**** TEXT EXCERPT ****

Bulle Shojo
Nagita Interview
During Livre Paris, French manga blog Bulle Shojo conducted a private interview with Keiko Nagita. Below is the English translation of the interview as posted on Bulle Shojo’s website. To read the interview in French, go here. An additional reflection of the interviewer can also be read in French here.
***Update: We just discovered the staff interviewer of Bulle Shojo has her own Candy Candy website in English! She also posted this interview and her reflections on her site. Her website: www.candynindunyasi.com
On the occasion of the release of the first novel of the adventures of Candy, Candice White the orphan, the author Keiko Nagita, scriptwriter of the original manga under the pseudonym Kyoko Mizuki, was the guest of the Pika editions at the Salon du Livre de Paris which took place from March 15 to 18, 2019. I had the honor and the privilege to carry out an interview with her on Saturday March 16th at her hotel. Being a huge fan of Candy for over 20 years, you can imagine my happiness and excitement to meet the person who wrote the story of the characters that made me dream so much. I thank again Mrs. Keiko Nagita and her agent for giving me their time, as well as Clarisse and all the Pika publishing team for giving us this unique opportunity, and all my friends of the staff of Bulle Shôjo for their support. I was so nervous that I stammered my questions a bit but Ms. Nagita and her translator provided an extraordinary job with very detailed answers.
It is a real pleasure and honor for me to be able to carry out this interview with you.
Can you briefly introduce yourself and recall your journey for the new generation of readers who would discover you with the novel?
Keiko Nagita: Since very young I wanted to write novels for young girls, novels that I loved such as: Anne of Green Gables, Pollyanna or Princess Sarah. I often wrote in my corner and at 17 I got an award in a magazine that published this kind of novels. Then at 19, I was able to make my debut and I had my first novel publication for young girls.

****

• _EXERCISE REQUIREMENTS_: Copy out the entire Keiko Nagita interview word for word. The data that comes next is separate material and not part of the Keiko Nagita interview.

**** DATA SHOWN ****

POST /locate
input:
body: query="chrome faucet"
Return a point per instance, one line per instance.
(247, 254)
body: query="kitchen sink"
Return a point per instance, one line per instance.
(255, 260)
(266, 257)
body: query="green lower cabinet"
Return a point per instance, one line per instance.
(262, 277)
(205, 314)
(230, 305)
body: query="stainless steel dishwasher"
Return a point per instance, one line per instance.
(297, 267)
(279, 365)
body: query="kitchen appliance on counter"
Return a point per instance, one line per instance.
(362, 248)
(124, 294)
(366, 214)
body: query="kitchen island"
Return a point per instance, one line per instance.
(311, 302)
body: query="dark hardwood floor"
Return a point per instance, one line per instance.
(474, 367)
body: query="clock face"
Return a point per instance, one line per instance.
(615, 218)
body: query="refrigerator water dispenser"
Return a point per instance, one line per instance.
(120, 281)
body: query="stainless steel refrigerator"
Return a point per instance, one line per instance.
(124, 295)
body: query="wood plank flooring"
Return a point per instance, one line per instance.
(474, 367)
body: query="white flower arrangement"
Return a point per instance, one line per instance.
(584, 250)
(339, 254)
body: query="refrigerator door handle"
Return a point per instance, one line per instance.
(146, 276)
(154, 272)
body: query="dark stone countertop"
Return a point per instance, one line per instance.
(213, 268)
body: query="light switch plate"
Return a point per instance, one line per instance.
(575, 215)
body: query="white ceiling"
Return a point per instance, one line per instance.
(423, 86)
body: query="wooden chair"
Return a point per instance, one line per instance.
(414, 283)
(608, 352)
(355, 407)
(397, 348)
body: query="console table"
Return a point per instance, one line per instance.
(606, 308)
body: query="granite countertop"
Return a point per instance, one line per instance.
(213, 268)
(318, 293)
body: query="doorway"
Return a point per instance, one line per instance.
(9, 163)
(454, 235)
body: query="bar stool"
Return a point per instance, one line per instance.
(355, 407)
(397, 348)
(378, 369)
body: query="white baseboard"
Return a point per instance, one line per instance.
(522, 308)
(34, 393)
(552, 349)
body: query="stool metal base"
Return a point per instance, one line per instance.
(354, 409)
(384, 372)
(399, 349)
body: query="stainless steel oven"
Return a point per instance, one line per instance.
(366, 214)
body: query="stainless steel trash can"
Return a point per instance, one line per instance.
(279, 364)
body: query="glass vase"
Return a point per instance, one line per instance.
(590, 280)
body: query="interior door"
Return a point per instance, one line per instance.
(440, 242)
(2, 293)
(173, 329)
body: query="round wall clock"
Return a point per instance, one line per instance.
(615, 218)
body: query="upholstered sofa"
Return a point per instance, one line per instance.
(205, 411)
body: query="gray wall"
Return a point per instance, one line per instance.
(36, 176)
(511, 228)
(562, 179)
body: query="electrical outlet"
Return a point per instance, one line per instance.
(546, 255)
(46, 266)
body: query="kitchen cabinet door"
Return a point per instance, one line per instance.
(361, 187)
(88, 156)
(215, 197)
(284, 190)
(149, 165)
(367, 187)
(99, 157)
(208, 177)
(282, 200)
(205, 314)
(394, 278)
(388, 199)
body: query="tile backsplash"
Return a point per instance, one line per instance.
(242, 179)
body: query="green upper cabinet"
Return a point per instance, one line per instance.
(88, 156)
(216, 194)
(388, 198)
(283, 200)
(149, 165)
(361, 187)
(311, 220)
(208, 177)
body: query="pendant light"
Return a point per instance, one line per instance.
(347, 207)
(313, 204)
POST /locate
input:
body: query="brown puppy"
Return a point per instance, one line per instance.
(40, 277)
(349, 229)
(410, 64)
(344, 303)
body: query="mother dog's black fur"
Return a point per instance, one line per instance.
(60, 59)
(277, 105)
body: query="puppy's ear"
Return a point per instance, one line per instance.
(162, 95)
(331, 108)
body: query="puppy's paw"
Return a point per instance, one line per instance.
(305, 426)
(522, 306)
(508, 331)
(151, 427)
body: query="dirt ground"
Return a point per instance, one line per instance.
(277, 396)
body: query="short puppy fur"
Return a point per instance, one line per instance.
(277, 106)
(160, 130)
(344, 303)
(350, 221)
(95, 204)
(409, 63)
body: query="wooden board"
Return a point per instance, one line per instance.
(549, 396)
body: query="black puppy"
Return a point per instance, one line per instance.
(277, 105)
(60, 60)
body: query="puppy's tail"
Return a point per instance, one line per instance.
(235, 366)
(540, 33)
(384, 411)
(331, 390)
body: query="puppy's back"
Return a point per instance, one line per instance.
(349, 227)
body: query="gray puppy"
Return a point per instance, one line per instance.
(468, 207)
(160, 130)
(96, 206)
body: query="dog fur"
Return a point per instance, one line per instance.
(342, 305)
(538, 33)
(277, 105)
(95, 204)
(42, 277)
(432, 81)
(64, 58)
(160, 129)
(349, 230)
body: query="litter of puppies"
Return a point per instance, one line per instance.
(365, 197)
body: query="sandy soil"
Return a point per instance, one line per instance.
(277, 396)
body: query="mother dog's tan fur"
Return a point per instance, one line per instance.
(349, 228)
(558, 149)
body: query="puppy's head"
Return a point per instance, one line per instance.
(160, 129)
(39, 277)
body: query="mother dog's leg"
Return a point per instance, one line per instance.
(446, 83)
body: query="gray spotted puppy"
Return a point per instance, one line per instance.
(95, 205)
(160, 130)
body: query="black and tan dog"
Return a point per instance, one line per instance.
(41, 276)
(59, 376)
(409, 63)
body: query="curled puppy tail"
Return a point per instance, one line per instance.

****

• _OUTPUT BELOW_:
Bulle Shojo
Nagita Interview
During Livre Paris, French manga blog Bulle Shojo conducted a private interview with Keiko Nagita. Below is the English translation of the interview as posted on Bulle Shojo’s website. To read the interview in French, go here. An additional reflection of the interviewer can also be read in French here.
***Update: We just discovered the staff interviewer of Bulle Shojo has her own Candy Candy website in English! She also posted this interview and her reflections on her site. Her website: www.candynindunyasi.com
On the occasion of the release of the first novel of the adventures of Candy, Candice White the orphan, the author Keiko Nagita, scriptwriter of the original manga under the pseudonym Kyoko Mizuki, was the guest of the Pika editions at the Salon du Livre de Paris which took place from March 15 to 18, 2019. I had the honor and the privilege to carry out an interview with her on Saturday March 16th at her hotel. Being a huge fan of Candy for over 20 years, you can imagine my happiness and excitement to meet the person who wrote the story of the characters that made me dream so much. I thank again Mrs. Keiko Nagita and her agent for giving me their time, as well as Clarisse and all the Pika publishing team for giving us this unique opportunity, and all my friends of the staff of Bulle Shôjo for their support. I was so nervous that I stammered my questions a bit but Ms. Nagita and her translator provided an extraordinary job with very detailed answers.
It is a real pleasure and honor for me to be able to carry out this interview with you.
Can you briefly introduce yourself and recall your journey for the new generation of readers who would discover you with the novel?
Keiko Nagita: Since very young I wanted to write novels for young girls, novels that I loved such as: Anne of Green Gables, Pollyanna or Princess Sarah. I often wrote in my corner and at 17 I got an award in a magazine that published this kind of novels. Then at 19, I was able to make my debut and I had my first novel publication for young girls.